- _Work instruction A_: According to the excerpt on COVID-19 and oral health, on what date did the World Health Organization consider COVID-19 a pandemic?
- _Work instruction B_: Summarize the excerpt on COVID-19 and oral health in two sentences.
- _Work instruction C_: Write the next part of the excerpt on COVID-19 and oral health, beginning under its final heading, "What is Coronavirus?"

- _Excerpt_:

▬▬▬

The coronavirus disease-2019 (COVID-19) pandemic has posed a challenge to healthcare system globally; dentistry being no exception. As the duration of a pandemic is increasing and new strains of the virus are being detected in various parts of the world, the dentist should be familiar with the list of oral manifestations and implications of severe acute respiratory syndrome coronavirus-2 (SARS-CoV-2). This will not only play an important role in diagnosing carriers but also equip the dental fraternity to deal with a surge of otherwise not-so-common oral diseases. Viruses are not new to the oral cavity, but here oral manifestations have importance in the detection of asymptomatic carriers of SARS-CoV-2. This article aims to compile available literature relevant to the oral health perspective in the era of COVID-19.

Keywords: Coronavirus disease-2019 pandemic, Oral manifestation, Severe acute respiratory syndrome coronavirus-2.

INTRODUCTION

What is SARS-CoV-2?

As per World Health Organization (WHO) coronavirus disease-2019 (COVID-19) was considered a pandemic on March 11, 2020. Since then, severe acute respiratory syndrome coronavirus-2 (SARS-CoV-2) has globally affected many world’s economies, and jeopardized health care system. Being highly contagious, transmission of the COVID-19 virus by droplets, aerosols, and airborne, has posed a high risk of transmission to dentists and head and neck health care workers. World Health Organization limited the medical treatment to the management of emergencies, thus deferring the elective and non-urgent therapies to prevent healthcare facilities from becoming transmission centers of COVID-19.1 The oral cavity is not only the entry point of various pathogens but also a mirror of systemic health. The presence of the COVID-19 virus in saliva and abundant angiotensin converting enzyme-2 (ACE-2) receptors within the oral mucosa implies that it acts as a SARS-CoV-2 reservoir. The oral cavity can be an entry port for both respiratory and gastrointestinal tract pathogens (oral-tract-axes). This can have an impact on the clinical manifestations of the disease. Severe acute respiratory syndrome coronavirus-2 infected patients have disturbed oral microbiome, i.e., increase in oral pathogens, thereby influencing respiratory and GIT manifestations. As reported by Xiang et al., oral cavity has an important role in establishing SARS-CoV-2 infection.2 Both COVID-19 infection and medications used in its management led to certain oral changes. Taste alterations, non-specific oral ulcerations, desquamative gingivitis, petechiae, and opportunistic infections like candidiasis, and mucormycosis have now been associated with COVID-19. The close proximity of the dentist and his team with the patient, exposure to saliva and blood, and aerosol generation makes dental treatment in COVID-19 times challenging.3

This paper aims to discuss the impact of SARS-CoV-2 infection on oral health as oral manifestations, during COVID-19 and post-recovery complications along with various dental practice recommendations during the COVID-19 pandemic.

What is Coronavirus?

▬▬▬

- _Data for review_:
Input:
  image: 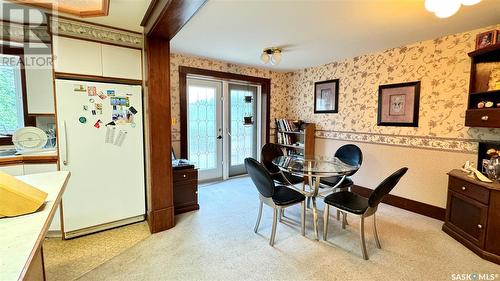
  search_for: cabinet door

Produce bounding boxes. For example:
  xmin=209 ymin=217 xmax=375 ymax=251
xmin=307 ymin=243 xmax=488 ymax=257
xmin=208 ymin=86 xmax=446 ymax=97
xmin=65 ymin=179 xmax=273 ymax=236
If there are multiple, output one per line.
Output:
xmin=446 ymin=191 xmax=488 ymax=247
xmin=53 ymin=36 xmax=102 ymax=76
xmin=24 ymin=57 xmax=55 ymax=114
xmin=0 ymin=165 xmax=24 ymax=176
xmin=102 ymin=44 xmax=142 ymax=80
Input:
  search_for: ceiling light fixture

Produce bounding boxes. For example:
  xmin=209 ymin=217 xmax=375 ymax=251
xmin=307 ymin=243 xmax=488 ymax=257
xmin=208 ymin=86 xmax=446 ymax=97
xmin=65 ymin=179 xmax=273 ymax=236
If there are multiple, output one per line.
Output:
xmin=260 ymin=47 xmax=282 ymax=65
xmin=425 ymin=0 xmax=481 ymax=18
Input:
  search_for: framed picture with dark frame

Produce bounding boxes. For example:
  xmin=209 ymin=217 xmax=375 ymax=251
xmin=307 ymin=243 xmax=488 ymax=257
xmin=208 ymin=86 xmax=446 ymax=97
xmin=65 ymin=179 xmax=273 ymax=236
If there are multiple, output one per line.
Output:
xmin=377 ymin=81 xmax=420 ymax=127
xmin=314 ymin=79 xmax=339 ymax=113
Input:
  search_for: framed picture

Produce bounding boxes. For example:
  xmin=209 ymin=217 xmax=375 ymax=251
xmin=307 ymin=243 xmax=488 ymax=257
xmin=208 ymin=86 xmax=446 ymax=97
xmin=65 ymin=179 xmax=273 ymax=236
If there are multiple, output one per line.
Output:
xmin=476 ymin=30 xmax=497 ymax=50
xmin=377 ymin=81 xmax=420 ymax=127
xmin=314 ymin=79 xmax=339 ymax=113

▬▬▬

- _Written answer A_: March 11, 2020.

- _Written answer B_: The COVID-19 pandemic has challenged dentistry, and because SARS-CoV-2 is present in saliva and the oral mucosa has abundant ACE-2 receptors, the oral cavity acts as a reservoir and entry point for the virus, with manifestations such as taste alterations, ulcerations, and opportunistic infections now associated with the disease. The paper aims to compile literature on how SARS-CoV-2 infection affects oral health during COVID-19 and after recovery, along with recommendations for dental practice during the pandemic.

- _Written answer C_:
Coronaviruses belong to coronaviridae family, having positive sense RNA viruses. They are so named because their surface has crown-like spikes. Severe acute respiratory syndrome coronavirus-2, in 2002–2004 was responsible for causing SARS with 10% mortality. Another variety of coronavirus identified as a novel coronavirus originated from Wuhan in late 2019, with 79.5% of its genetic sequence being similar to SARS-CoV-1. This was renamed by the International Committee on Taxonomy of Viruses as SARS-CoV-2 (Pathogen).4

Another variant of coronavirus, B.11.529 was designated as a variant of concern by WHO’s technical advisory group on virus evolution (TAG-VE) on 26 November 2021 and is named Omicron.1

How COVID-19 Effects at Cellular Level?

The SARS-CoV-2 is transmitted via respiratory aerosols. These aerosols contain viruses which bind to the host nasal epithelial cells having ACE-2 receptors for viral spike protein. Here the virus undergoes local replication, also infecting the ciliated cells in conducting airways. This phase lasts for a few days with a controlled host immune response, and low viral load but is highly infectious and detectable in nasal swab tests. In the majority of the cases (80%) viral clearance occurs in 14 days. In other cases, this initial phase is followed by invasion and infection of the upper respiratory tract. Approximately, one-fifth of the patients deteriorate due to the involvement of conducting airways, and upper and lower respiratory tract leading to infection and invasion of type II pulmonary alveolar epithelial cells via ACE-2 receptors. Such extension causes cytokine storm and viral replication and release of viral particles resulting in apoptosis of host cells. As the name indicates – Cytokine Storm, there is excessive release of various interleukins and cytokines predominantly IL-1 and IL-6. This lead to the differentiation of B-cells as well as shows chemo-attraction for neutrophils, CD4, and CD8 cells. The result of this would be sequestration by inflammatory cells into the pulmonary tissue; CD-4 mediated cytotoxicity and finally lung injury. It is a part of the host defense mechanism and also shows an effort by the host to clear the viral infection. Hence, resulting in diffuse alveolar damage or acute respiratory distress syndrome (ARDS).5

What is the Clinical Spectrum?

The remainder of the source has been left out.